_Exercise set_
1) In the Riccardo Taddei article below, rewrite the paragraph that begins "Taddei was born in Vecchiano" as a short bulleted list that keeps its main facts.
2) Carry on the Riccardo Taddei article below, starting after its last sentence.

_Source_
Riccardo Taddei

Personal information
- Date of birth: 5 September 1980 (age 44)
- Place of birth: Vecchiano, Italy
- Height: 1.75 m (5 ft 9 in)
- Position(s): Forward

Team information
- Current team: Pisa (Assistant manager)

Senior career*
- Years: Team / Apps / (Gls)
- 1997–1999: Pontedera / 3 / (0)
- 1999–2002: AC Fiorentina / 5 / (0)
- 2002–2003: Genoa / 3 / (0)
- 2003–2007: Cremonese / 64 / (18)
- 2007–2011: Brescia / 40 / (9)
- 2011: Triestina / 14 / (3)
- 2011–2012: Casale / 27 / (15)
- 2012–2013: Rimini / 22 / (7)
- 2013–2015: Alessandria / 44 / (8)
- 2015–2016: Catanzaro / 14 / (0)
- Total:  / 236 / (60)

Managerial career
- 2016–2017: Bassano Virtus (assistant)
- 2017–2018: Casertana (assistant)
- 2018–: Pisa (assistant)

= Riccardo Taddei =

Italian footballer (born 1980)

Riccardo Taddei (born 5 September 1980) is an Italian football manager and former player, who played as a forward. He is currently serving as the assistant manager of Pisa, under head coach Luca D'Angelo.

== Playing career ==
Taddei was born in Vecchiano. He started his career at Pontedera, a club based in the Province of Pisa. He was then signed by AC Fiorentina as back-up for forwards Nuno Gomes, Enrico Chiesa, Gabriel Batistuta, and Leandro Amaral. He made his Serie A debut on 6 November 1999 against Cagliari Calcio, collecting five league appearances during his three seasons with the team. He also played once in the 2001–02 UEFA Cup.

After the relegation and bankruptcy of Fiorentina, in 2002, he was signed by Genoa of Serie B on a free transfer. He failed to gain regular playing time with the team, however, and subsequently joined Cremonese of Serie C2, with whom won promotion to Serie C1 as the runner-up of Group A in 2003–04. During the 2004–05 season, he won promotion again, this time as the champion of Serie C1 Group A. During the 2005–06 season, however, he did not play any games for the club in Serie B. After Cremonese were relegated at the end of the season, he played seven more times for the team during the 2006–07 Serie C1 season. In August 2007, he moved to Brescia of Serie B.

_Entries shown_
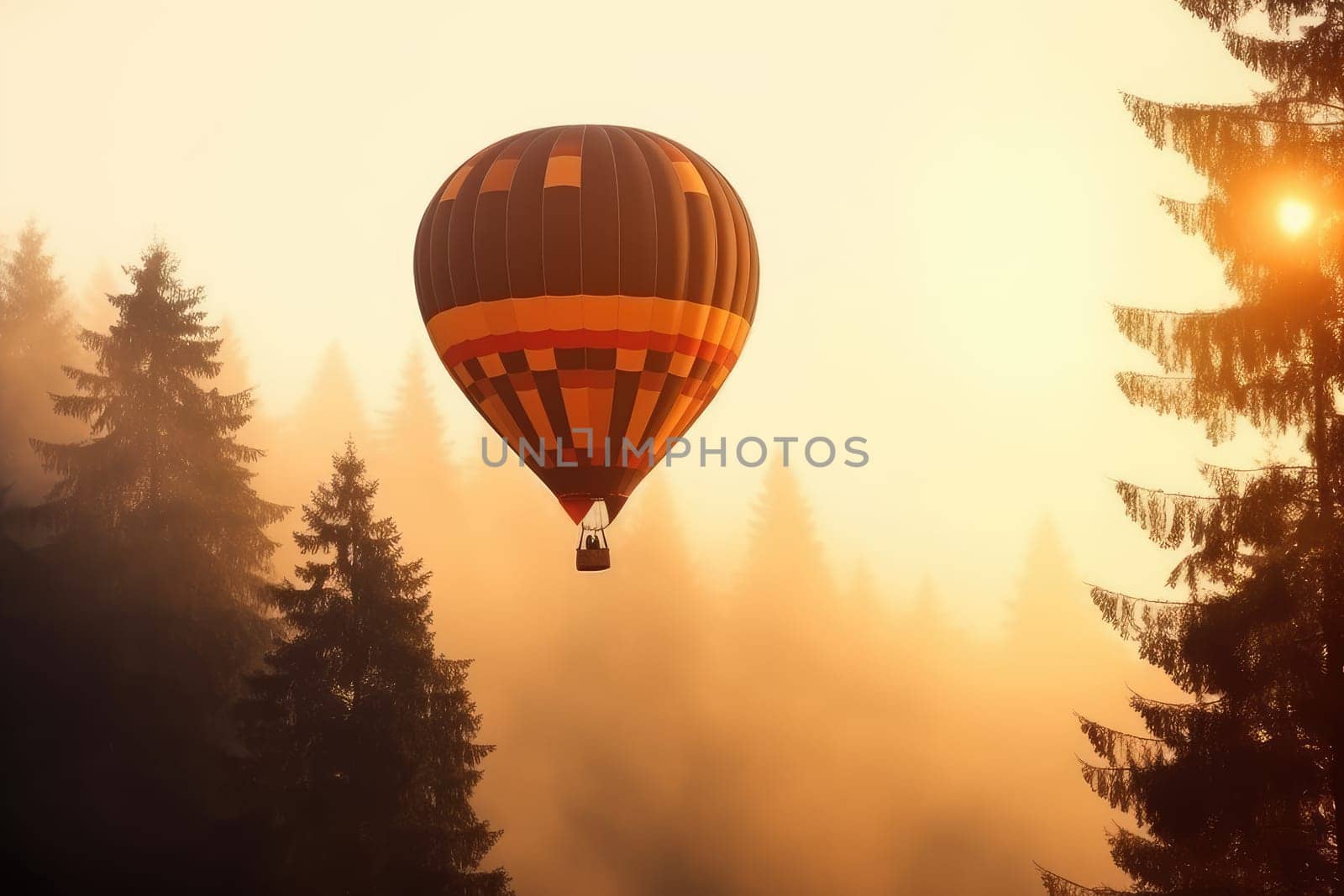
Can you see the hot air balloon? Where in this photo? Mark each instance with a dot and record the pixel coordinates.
(588, 288)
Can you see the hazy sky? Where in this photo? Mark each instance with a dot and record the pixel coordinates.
(945, 197)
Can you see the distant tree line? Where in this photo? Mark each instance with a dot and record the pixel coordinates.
(175, 720)
(1240, 789)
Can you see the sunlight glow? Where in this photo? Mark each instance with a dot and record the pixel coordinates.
(1294, 217)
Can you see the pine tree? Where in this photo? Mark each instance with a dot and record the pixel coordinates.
(37, 338)
(327, 414)
(152, 577)
(161, 465)
(362, 734)
(1236, 789)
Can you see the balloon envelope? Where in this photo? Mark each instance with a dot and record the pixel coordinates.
(589, 288)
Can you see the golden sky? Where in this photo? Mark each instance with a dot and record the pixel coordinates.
(947, 196)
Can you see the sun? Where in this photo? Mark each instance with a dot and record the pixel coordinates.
(1294, 217)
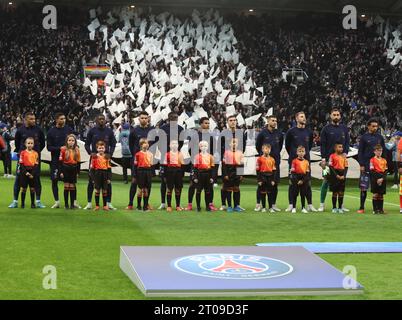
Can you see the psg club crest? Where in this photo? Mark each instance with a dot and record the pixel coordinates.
(232, 266)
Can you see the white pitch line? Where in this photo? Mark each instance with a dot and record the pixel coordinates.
(352, 197)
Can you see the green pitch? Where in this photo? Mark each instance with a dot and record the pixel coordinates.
(84, 246)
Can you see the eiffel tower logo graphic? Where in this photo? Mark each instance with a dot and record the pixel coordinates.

_Responses to the tasks_
1)
- Born in Vecchiano.
- Began his career at Pontedera, a club in the Province of Pisa.
- Signed by AC Fiorentina as back-up for forwards Nuno Gomes, Enrico Chiesa, Gabriel Batistuta and Leandro Amaral.
- Made his Serie A debut on 6 November 1999 against Cagliari Calcio.
- Made five league appearances in three seasons with Fiorentina.
- Played once in the 2001–02 UEFA Cup.

2)
After only making three appearances for Brescia in the Italian top flight during the first half of the 2010–11 season, in January 2011, he joined U.S. Triestina Calcio.

In July 2011 he joined A.S. Casale Calcio.

The following season he moved to Rimini. In the summer of 2013 he signed a two-year contract with Alessandria. He ended his career with Catanzaro, after becoming a free agent at the conclusion of the 2015–16 season.

== Managerial career ==
For the 2016–17 season, Taddei joined the coaching staff of Bassano Virtus manager Luca D'Angelo, in the role of assistant coach. After D'Angelo's dismissal in 2017, he left the club, and retained his post as the former's assistant manager at Casertana, and subsequently Pisa in 2018; with the latter side, they obtained promotion to Serie B during the 2018–19 season.

== Style of play ==
A creative left–footed forward or midfielder, with excellent technical skills, Taddei usually played as a second striker or as an attacking midfielder, although he was also capable of playing as a left winger. Despite the talent that he displayed in his youth, his career was affected by several injuries, which impeded him from establishing himself at the top level.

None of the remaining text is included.